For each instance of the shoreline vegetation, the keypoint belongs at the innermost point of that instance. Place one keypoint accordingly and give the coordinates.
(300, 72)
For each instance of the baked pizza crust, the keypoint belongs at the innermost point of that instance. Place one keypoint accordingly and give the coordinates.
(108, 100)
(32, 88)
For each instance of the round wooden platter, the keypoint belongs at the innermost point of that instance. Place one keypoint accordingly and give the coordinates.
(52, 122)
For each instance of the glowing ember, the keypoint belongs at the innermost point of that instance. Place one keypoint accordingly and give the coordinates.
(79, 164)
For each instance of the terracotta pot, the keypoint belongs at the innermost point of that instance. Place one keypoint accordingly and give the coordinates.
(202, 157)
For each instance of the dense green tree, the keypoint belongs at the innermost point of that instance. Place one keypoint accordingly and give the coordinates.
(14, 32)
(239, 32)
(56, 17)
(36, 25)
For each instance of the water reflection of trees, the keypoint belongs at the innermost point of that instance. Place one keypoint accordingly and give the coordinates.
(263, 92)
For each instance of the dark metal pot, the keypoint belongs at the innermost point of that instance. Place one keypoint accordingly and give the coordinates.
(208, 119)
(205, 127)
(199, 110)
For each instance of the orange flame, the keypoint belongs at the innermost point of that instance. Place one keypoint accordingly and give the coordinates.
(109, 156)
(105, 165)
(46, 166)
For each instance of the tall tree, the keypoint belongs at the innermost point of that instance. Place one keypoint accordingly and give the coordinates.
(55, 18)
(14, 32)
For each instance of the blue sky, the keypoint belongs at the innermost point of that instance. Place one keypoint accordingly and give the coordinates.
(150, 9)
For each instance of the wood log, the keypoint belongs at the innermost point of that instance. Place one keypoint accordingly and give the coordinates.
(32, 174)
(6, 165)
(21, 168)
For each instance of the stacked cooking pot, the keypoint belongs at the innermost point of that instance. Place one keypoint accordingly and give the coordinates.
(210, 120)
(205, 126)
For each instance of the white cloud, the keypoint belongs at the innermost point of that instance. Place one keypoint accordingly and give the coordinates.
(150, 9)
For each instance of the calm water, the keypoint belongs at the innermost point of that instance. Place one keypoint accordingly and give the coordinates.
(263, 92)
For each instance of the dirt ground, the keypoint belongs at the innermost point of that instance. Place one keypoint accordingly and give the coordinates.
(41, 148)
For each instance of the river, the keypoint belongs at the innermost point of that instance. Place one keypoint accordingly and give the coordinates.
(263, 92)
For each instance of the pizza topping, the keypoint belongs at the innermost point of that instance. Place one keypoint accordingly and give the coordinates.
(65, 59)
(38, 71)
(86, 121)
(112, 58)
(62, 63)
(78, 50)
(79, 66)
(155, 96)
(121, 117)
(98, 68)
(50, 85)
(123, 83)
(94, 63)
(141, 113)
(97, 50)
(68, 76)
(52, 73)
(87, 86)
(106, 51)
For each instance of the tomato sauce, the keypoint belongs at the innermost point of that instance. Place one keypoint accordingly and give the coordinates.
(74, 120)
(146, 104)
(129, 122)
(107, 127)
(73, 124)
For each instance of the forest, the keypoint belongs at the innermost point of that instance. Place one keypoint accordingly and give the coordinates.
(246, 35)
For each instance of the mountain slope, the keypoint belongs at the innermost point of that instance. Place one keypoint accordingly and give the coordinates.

************

→ EXERCISE DESCRIPTION: Go back to the listing above and please repeat it exactly.

→ FINISHED ANSWER:
For each instance of the shoreline vegetation, the keypoint belongs at the innermost point of that instance. Place one keypoint accordingly and give the coordinates.
(300, 72)
For each instance of the baked pizza crust, the keypoint belongs at the innermost point of that instance. Place one keypoint accordingly and give the coordinates.
(108, 100)
(32, 88)
For each instance of the round wooden platter, the keypoint belongs at the innermost point of that instance. Place one keypoint accordingly and give the coordinates.
(52, 122)
For each instance of the glowing ember, the keypoint belongs at the innermost point of that instance. Place one keypoint accordingly and give the coordinates.
(79, 164)
For each instance of the terracotta pot, the keypoint belongs at the innermost point of that instance. Place one keypoint accordingly and give the coordinates.
(202, 157)
For each instance of the dense green tree, the keypoint belongs at the innermost point of that instance. Place one keypoint accordingly and give the coordinates.
(14, 32)
(239, 32)
(56, 17)
(36, 25)
For each instance of the water reflection of trees, the keypoint belongs at the innermost point of that instance. Place one keypoint accordingly and give the coordinates.
(263, 92)
For each instance of the dark metal pot, the keypoint belongs at the innermost point of that instance. Place one keypoint accordingly and give the coordinates.
(208, 119)
(205, 127)
(199, 110)
For each instance of the orange flame, the keypoint belongs at the innermost point of that instance. Place one keypoint accordingly and give the coordinates.
(109, 156)
(105, 165)
(46, 166)
For each instance of the tall tree, the keypoint belongs at the innermost point of that instance. Place one keypoint accordingly and give the coordinates.
(55, 18)
(14, 32)
For each instance of the blue sky, the keypoint belongs at the innermost point of that instance. Place one keypoint accordingly and give the coordinates.
(150, 9)
For each instance of the wood log, the keypoint belongs at the innermost point of that instance. Place one keypoint accordingly and give the coordinates.
(32, 174)
(6, 165)
(21, 168)
For each instance of the stacked cooking pot, the keypoint belongs at the innermost point of that instance. Place one keypoint accordingly and give the coordinates.
(210, 120)
(205, 126)
For each instance of the white cloud, the keypoint belongs at the innermost point of that instance. Place one keypoint accordingly and give the coordinates.
(150, 9)
For each instance of the calm water, the keypoint belongs at the innermost point of that instance. Place one keypoint accordingly and give the coordinates.
(263, 92)
For each instance of the dirt ground, the keypoint belongs at the innermost point of that instance. Place one keypoint accordingly and give the coordinates.
(41, 148)
For each instance of the river, the keypoint belongs at the innermost point of that instance. Place one keypoint accordingly and give the coordinates.
(263, 92)
For each instance of the pizza topping, the keypoint belongs at the innermost point of that instance. Place one keypoint accordingly and give the coordinates.
(65, 59)
(38, 71)
(86, 121)
(112, 58)
(62, 63)
(78, 50)
(79, 66)
(155, 96)
(121, 117)
(98, 68)
(50, 85)
(123, 83)
(94, 63)
(141, 113)
(97, 50)
(68, 76)
(52, 73)
(87, 86)
(106, 51)
For each instance of the tomato sauce, the keypoint belongs at the innermost point of that instance. Place one keypoint accordingly and give the coordinates.
(74, 120)
(146, 104)
(129, 122)
(107, 127)
(73, 124)
For each instance of the forest, the keypoint belongs at the innermost point of that instance. Place one keypoint accordingly and give the coordinates.
(246, 35)
For each instance of the mountain slope, the keypoint belongs at the innermost point of that instance. Place one keypoint accordingly and give the coordinates.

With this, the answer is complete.